=== Aim of the task ===
Swap "benchmark card" for "test card" throughout the lines below, and give them back with everything else unchanged.

=== Location identification lines ===
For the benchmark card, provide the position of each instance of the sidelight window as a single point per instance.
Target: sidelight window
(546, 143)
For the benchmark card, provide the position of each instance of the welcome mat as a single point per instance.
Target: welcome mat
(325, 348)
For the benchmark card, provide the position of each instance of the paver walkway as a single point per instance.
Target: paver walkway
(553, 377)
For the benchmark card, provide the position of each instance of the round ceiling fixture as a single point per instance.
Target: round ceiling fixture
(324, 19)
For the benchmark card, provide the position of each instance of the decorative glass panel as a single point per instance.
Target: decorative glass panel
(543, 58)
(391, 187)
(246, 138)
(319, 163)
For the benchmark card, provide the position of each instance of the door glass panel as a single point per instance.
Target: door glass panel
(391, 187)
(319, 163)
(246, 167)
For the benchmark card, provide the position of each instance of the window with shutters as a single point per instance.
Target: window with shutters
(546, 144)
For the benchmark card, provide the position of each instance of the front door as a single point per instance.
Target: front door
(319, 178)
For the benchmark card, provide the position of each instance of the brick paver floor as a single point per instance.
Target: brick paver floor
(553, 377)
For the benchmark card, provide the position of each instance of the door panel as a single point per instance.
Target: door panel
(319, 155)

=== Response below ===
For the test card, provide the position of each instance of the sidelight window as a single point per instance.
Target: sidelight window
(546, 143)
For the test card, provide the position of each instance of the welcome mat as a single point per instance.
Target: welcome mat
(325, 348)
For the test card, provide the position of each instance of the paver walkway as a single point per instance.
Target: paver walkway
(553, 377)
For the test card, provide the position of each instance of the round ceiling fixture as a single point per instance.
Target: round ceiling fixture
(324, 19)
For the test card, provide the position of each instance of the decorative glass panel as a single point per instance.
Target: decorative glass panel
(543, 58)
(391, 187)
(246, 138)
(319, 163)
For the test card, provide the position of each instance of the door glass panel as a single point per instance.
Target: door glass panel
(391, 187)
(319, 163)
(246, 167)
For the test card, provide the position of each instance of the window with shutters as a single point per instance.
Target: window with shutters
(546, 144)
For the test card, provide the position of each instance of the front door as a single point per instance.
Target: front door
(319, 178)
For the test card, provide the position of each instance of the brick paver floor as a single point per instance.
Target: brick paver floor
(553, 377)
For the test card, provide the position of each instance of the door panel as a single point per instance.
Target: door panel
(319, 155)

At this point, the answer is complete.